A U.N. court Tuesday sentenced ex-Yugoslav army chief Momcilo Perisic to 27 years in jail for war crimes and crimes against humanity, including for his role in the 1995 Srebrenica massacre.

"For these crimes the chamber by majority sentences you to a single term of 27 years in prison," Judge Bakone Moloto told Perisic, the highest ranking member of the former Yugoslav army, in a hearing before the International Criminal Tribunal for the former Yugoslavia in the Hague (ICTY).

While chief of the Yugoslav army's general staff between 1993 and 1998, Perisic gave personnel, officers, weapons and logistical support to the Bosnian Serb army (VRS) as well as the self-proclaimed republic of Krajina's army (SVK), knowing it would be used to commit crimes, the court heard during his three-year trial.

### Data lines
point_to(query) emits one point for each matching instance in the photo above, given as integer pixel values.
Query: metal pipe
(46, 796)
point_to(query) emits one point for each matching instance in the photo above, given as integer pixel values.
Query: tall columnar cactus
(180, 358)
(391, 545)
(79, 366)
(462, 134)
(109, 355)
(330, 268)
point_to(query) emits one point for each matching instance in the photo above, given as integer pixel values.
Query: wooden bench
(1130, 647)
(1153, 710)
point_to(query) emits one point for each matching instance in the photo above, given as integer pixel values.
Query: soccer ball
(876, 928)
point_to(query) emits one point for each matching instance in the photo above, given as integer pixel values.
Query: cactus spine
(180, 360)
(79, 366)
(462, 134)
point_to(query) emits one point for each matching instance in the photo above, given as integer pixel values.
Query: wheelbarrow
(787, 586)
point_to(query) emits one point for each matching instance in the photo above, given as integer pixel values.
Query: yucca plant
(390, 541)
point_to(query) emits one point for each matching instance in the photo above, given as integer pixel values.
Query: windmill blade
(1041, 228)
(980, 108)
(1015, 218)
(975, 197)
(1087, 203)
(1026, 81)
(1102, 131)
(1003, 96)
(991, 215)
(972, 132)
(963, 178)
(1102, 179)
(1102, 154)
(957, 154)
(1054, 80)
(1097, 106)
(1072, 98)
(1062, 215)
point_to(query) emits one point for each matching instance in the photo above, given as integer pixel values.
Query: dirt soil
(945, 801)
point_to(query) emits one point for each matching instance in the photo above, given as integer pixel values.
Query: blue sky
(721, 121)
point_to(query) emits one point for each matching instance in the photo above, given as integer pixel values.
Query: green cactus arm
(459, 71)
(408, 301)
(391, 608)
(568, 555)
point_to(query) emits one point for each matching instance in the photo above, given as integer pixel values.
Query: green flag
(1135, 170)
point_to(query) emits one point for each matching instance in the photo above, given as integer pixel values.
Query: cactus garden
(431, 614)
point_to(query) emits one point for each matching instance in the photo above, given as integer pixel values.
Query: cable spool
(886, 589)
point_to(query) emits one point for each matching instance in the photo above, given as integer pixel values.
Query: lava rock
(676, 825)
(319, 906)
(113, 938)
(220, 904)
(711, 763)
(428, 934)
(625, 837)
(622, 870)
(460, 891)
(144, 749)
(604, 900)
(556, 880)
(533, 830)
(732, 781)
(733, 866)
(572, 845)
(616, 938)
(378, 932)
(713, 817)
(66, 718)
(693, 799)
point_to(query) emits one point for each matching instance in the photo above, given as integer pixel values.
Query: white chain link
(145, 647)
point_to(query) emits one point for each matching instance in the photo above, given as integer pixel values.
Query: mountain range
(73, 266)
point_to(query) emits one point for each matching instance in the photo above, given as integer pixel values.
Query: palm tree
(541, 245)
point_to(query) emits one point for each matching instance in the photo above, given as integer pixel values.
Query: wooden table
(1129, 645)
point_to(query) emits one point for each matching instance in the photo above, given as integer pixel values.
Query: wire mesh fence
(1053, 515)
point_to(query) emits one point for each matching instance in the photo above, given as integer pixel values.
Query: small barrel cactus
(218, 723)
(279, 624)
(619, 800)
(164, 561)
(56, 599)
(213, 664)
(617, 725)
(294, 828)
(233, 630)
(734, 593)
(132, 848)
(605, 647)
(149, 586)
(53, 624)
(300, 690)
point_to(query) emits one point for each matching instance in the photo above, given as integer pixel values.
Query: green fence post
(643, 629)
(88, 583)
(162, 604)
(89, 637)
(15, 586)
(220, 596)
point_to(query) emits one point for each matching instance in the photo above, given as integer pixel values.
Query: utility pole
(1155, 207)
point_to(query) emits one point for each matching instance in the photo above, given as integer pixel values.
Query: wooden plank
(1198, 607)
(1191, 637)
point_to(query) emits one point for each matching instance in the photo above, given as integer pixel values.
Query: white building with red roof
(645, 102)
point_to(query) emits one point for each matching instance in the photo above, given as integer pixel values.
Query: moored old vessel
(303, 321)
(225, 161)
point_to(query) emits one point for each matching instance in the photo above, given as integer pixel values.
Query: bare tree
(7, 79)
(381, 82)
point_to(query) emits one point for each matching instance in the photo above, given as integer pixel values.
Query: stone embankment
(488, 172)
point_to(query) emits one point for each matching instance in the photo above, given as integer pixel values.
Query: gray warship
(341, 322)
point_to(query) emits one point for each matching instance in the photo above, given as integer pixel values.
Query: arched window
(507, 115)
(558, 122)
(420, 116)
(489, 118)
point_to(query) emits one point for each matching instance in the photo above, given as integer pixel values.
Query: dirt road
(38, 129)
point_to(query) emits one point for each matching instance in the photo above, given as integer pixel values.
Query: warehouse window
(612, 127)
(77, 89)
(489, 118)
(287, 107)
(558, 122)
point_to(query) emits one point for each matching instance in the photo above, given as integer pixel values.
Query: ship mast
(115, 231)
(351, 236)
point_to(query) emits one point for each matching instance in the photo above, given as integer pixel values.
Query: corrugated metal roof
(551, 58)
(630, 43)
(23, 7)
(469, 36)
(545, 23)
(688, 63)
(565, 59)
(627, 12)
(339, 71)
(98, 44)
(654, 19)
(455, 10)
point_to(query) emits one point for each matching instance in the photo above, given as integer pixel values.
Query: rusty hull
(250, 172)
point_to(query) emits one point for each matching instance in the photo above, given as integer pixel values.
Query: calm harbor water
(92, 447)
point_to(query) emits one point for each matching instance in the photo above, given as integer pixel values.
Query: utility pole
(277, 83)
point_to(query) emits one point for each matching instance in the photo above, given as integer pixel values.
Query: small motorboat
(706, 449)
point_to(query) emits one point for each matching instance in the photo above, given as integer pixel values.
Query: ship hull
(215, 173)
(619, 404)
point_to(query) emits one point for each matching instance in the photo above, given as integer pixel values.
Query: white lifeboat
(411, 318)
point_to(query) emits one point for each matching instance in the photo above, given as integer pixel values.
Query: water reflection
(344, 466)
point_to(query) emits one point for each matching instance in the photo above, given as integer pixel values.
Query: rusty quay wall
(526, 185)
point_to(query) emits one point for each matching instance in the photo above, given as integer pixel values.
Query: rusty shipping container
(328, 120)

### Instruction A
Collect every line of the records that contains the string "window", matching case exactly.
### Instruction B
Extend the report on Momcilo Perisic's sentencing, picking up after its final sentence.

### Task output A
Query: arched window
Query: warehouse window

### Task output B
Perisic, 67, was found guilty on 12 of the 13 charges leveled against him, including for his role in the 1992-95 siege of Bosnian capital Sarajevo, the shelling of Zagreb by Croation Serbs in May 1995 -- and the Srebrenica massacre in July 1995.

Bosnian Serb forces murdered some 8,000 Muslim men and boys at Srebrenica in Europe's worst atrocity since WWII.

But Moloto, clearing him of one count of extermination, said Perisic "could not have foreseen" that the Bosnian Serb army would exterminate Muslims after the enclave of Srebrenica fell.

Prosecutors in March asked for life imprisonment against Perisic, a close collaborator of late Serbian strongman Slobodan Milosevic who died in his Hague detention cell in 2006.